## Excerto citado

_ _ _

Por seu turno, o n.º 1 do Art. 69º do DL n.º 194/2009, de 20 de Agosto, rege que todos os edifícios, existentes ou a construir, com acesso ao serviço de abastecimento público de água ou de saneamento de águas residuais devem dispor de sistemas prediais de distribuição de água e de drenagem de águas residuais devidamente licenciados, de acordo com as normas de concepção e dimensionamento em vigor, e estar ligados aos respectivos sistemas públicos, a menos que se tratem de unidades industriais, o que não é o caso.
Mais define no seu n.º 4 como sendo da responsabilidade do proprietário do edifício a instalação dos sistemas prediais e respetiva conservação em boas condições de funcionamento e salubridade.
A entidade gestora, neste caso a Demandada, tem o direito de efetuar ações de inspeção dos sistemas prediais em caso de reclamações de utilizadores, perigos de contaminação ou poluição ou suspeita de fraude, nos termos do Art. 70º do mesmo diploma.
O DL n.º 226-A/2007, de 31 de Maio, alterado pelo DL n.º 97/2018, de 27/11, impõe no n.º 3 do Art. 42º que um sistema de abastecimento particular produz água para consumo humano sob responsabilidade de uma entidade particular, só podendo funcionar na condição de impossibilidade de acesso ao abastecimento público, ficando sujeito aos requisitos legais para este tipo de utilização.
Ou seja, só é admissível o consumo humano de água privada se não houver possibilidade de acesso à rede de abastecimento público, definindo-se como disponível tal acesso desde que o sistema infra-estrutural da entidade gestora do serviço esteja localizado a uma distância igual ou inferior a 20 metros do limite da propriedade, segundo o n.º 2 do Art. 59º do DL n.º 194/2009, de 20 de Agosto, alterado pela Lei n.º 12/2014, de 06/03.
Define-se como sendo água para consumo humano toda a água no seu estado original, ou após tratamento, destinada a ser bebida, a cozinhar, à preparação de alimentos ou a outros fins domésticos, independentemente da sua origem e de ser fornecida a partir de uma rede de distribuição, de um camião ou navio-cisterna, em garrafas ou outros recipientes, com ou sem fins comerciais, segundo a al. a) do n.º 2 do Art. 2º do Decreto-Lei n.º 243/2001, de 5 de Setembro.

_ _ _

## Instruções e requisitos
Resuma o parágrafo do excerto sobre o abastecimento de água que começa por «Ou seja, só é admissível», conservando os factos principais.

## Dados brutos

_ _ _

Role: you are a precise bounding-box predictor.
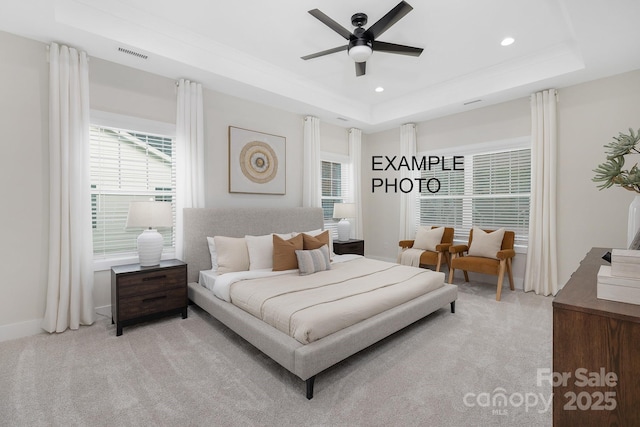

_ _ _

## Resultado do exercício
A água privada só pode ser usada para consumo humano quando não há acesso à rede pública de abastecimento. Esse acesso considera-se disponível se o sistema da entidade gestora estiver a 20 metros ou menos do limite da propriedade. Assim o estabelece o n.º 2 do Art. 59º do DL n.º 194/2009, de 20 de Agosto, alterado pela Lei n.º 12/2014, de 06/03.